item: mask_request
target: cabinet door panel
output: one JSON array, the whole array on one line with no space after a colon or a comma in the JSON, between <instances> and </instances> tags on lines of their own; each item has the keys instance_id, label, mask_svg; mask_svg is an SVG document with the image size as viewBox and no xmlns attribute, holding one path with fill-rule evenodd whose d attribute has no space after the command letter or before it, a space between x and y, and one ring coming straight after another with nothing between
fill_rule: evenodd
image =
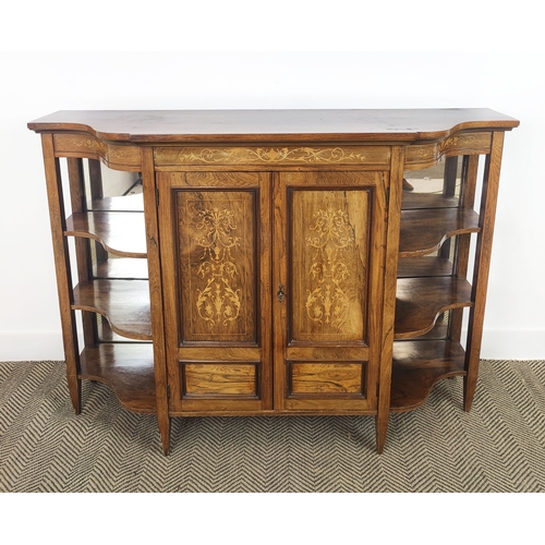
<instances>
[{"instance_id":1,"label":"cabinet door panel","mask_svg":"<svg viewBox=\"0 0 545 545\"><path fill-rule=\"evenodd\" d=\"M388 173L275 184L275 407L376 410ZM281 287L281 289L280 289Z\"/></svg>"},{"instance_id":2,"label":"cabinet door panel","mask_svg":"<svg viewBox=\"0 0 545 545\"><path fill-rule=\"evenodd\" d=\"M175 192L180 343L256 341L255 193Z\"/></svg>"},{"instance_id":3,"label":"cabinet door panel","mask_svg":"<svg viewBox=\"0 0 545 545\"><path fill-rule=\"evenodd\" d=\"M157 183L171 413L271 408L269 175Z\"/></svg>"},{"instance_id":4,"label":"cabinet door panel","mask_svg":"<svg viewBox=\"0 0 545 545\"><path fill-rule=\"evenodd\" d=\"M368 193L290 190L292 342L365 342Z\"/></svg>"}]
</instances>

========

What needs to be done: From the data above, pull out every line that contains the string "instances". Case counts.

Expected output:
output: one JSON array, the whole array on one line with no space after a colon or a comma in the JSON, between <instances> and </instances> tags on lines of their own; each item has the keys instance_id, label, mask_svg; mask_svg is an SVG document with the image size as viewBox and no xmlns attribute, holding one path with fill-rule evenodd whose d attribute has no space after the command letter or before it, a space between x and y, and one ring coming straight after another with nothing between
<instances>
</instances>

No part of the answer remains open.